===== Text extract =====

Building AI that works with messy data (it's always messy)

Jamie Blair22 October 20258 min read

Every AI project I've worked on has started the same way. The client says "we have great data." I pull it into a notebook, run a few basic checks, and discover that "great data" means "it exists."

Missing fields. Inconsistent categories. Date formats that change between rows. Free-text fields where someone typed "N/A", "n/a", "NA", "none", "0", and a blank cell, all meaning the same thing. Duplicate records with slight variations. Values that are obviously wrong but weren't caught because nobody was looking.

This isn't a failure. It's normal. Every business generates messy data because data entry is done by humans in a hurry, across multiple systems, with no standardisation enforcement. The question isn't whether your data is messy. It's how messy, and what to do about it.

Why data quality matters for AI

A machine learning model learns patterns from your data. If the data is inconsistent, the model learns inconsistent patterns. Garbage in, garbage out applies more directly to ML than almost anywhere else in software.

Here's a concrete example. I was building a predictive maintenance model using property management data. The "issue_category" field had been free-typed by staff for 3 years. The same problem appeared as:

"Boiler repair"
"Heating issue"
"Boiler not working"
"No hot water"
"Central heating broken"
"boiler"
"Heating"

That's 7+ categories for essentially the same problem. When I trained a model to predict future issues by category, it treated each of these as different problems. The predictions were useless because the categories were noise, not signal.

After normalising these into a single "Heating/Boiler" category, the model's accuracy jumped from 58% to 72%. Same data, same model, just cleaner labels.

The three biggest data problems

After doing this across a dozen projects, the same three problems show up almost every time.

===== Supplied data =====

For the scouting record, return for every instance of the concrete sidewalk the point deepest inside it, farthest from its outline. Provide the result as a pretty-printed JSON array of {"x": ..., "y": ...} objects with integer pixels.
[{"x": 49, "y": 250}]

=====

▶ **Instructions**:
a – Reproduce the passage of the messy data post from "A machine learning" up to and including "else in software.".
b – In the messy data post, how did the model's accuracy change after the heating and boiler labels were merged into one category?
c – Pick up the messy data post after its last sentence and keep writing it.

▶ **Answers to the tasks**:
a –
A machine learning model learns patterns from your data. If the data is inconsistent, the model learns inconsistent patterns. Garbage in, garbage out applies more directly to ML than almost anywhere else in software.

b – It rose from 58% to 72%.

c –
1. Inconsistent categorisation

Any field where humans type or select a category will have inconsistencies. Support ticket types, product categories, expense categories, issue descriptions. The more people entering data and the longer they've been doing it, the worse it gets.

How I fix it:

Start with frequency analysis. Pull every unique value and sort by count:

import pandas as pd

df = pd.read_csv("maintenance_tickets.csv")
print(df["category"].value_counts())

This usually reveals a long tail: 10-15 categories that cover 80% of records and 50+ categories that cover the remaining 20%. Many of those 50 are duplicates or near-duplicates.

For the obvious duplicates, a mapping dictionary handles it:

CATEGORY_MAP = {
    "boiler repair": "heating_boiler",
    "heating issue": "heating_boiler",
    "boiler not working": "heating_boiler",
    "no hot water": "heating_boiler",
    "central heating broken": "heating_boiler",
    "boiler": "heating_boiler",
    "heating": "heating_boiler",
    # ... more mappings
}

df["category_clean"] = (
    df["category"]
    .str.lower()
    .str.strip()
    .map(CATEGORY_MAP)
    .fillna(df["category"].str.lower().str.strip())
)

For the fuzzy matches that aren't obvious, I use rapidfuzz:

from rapidfuzz import process, fuzz

unique_cats = df["category_clean"].unique().tolist()
canonical = ["heating_boiler", "plumbing", "electrical", "structural", "pest_control"]

for cat in unique_cats:
    match, score, _ = process.extractOne(cat, canonical, scorer=fuzz.token_sort_ratio)
    if score > 80:
        CATEGORY_MAP[cat] = match

This catches things like "plumming" (typo), "electrical issue" (extra word), and "pest contol" (misspelling) automatically.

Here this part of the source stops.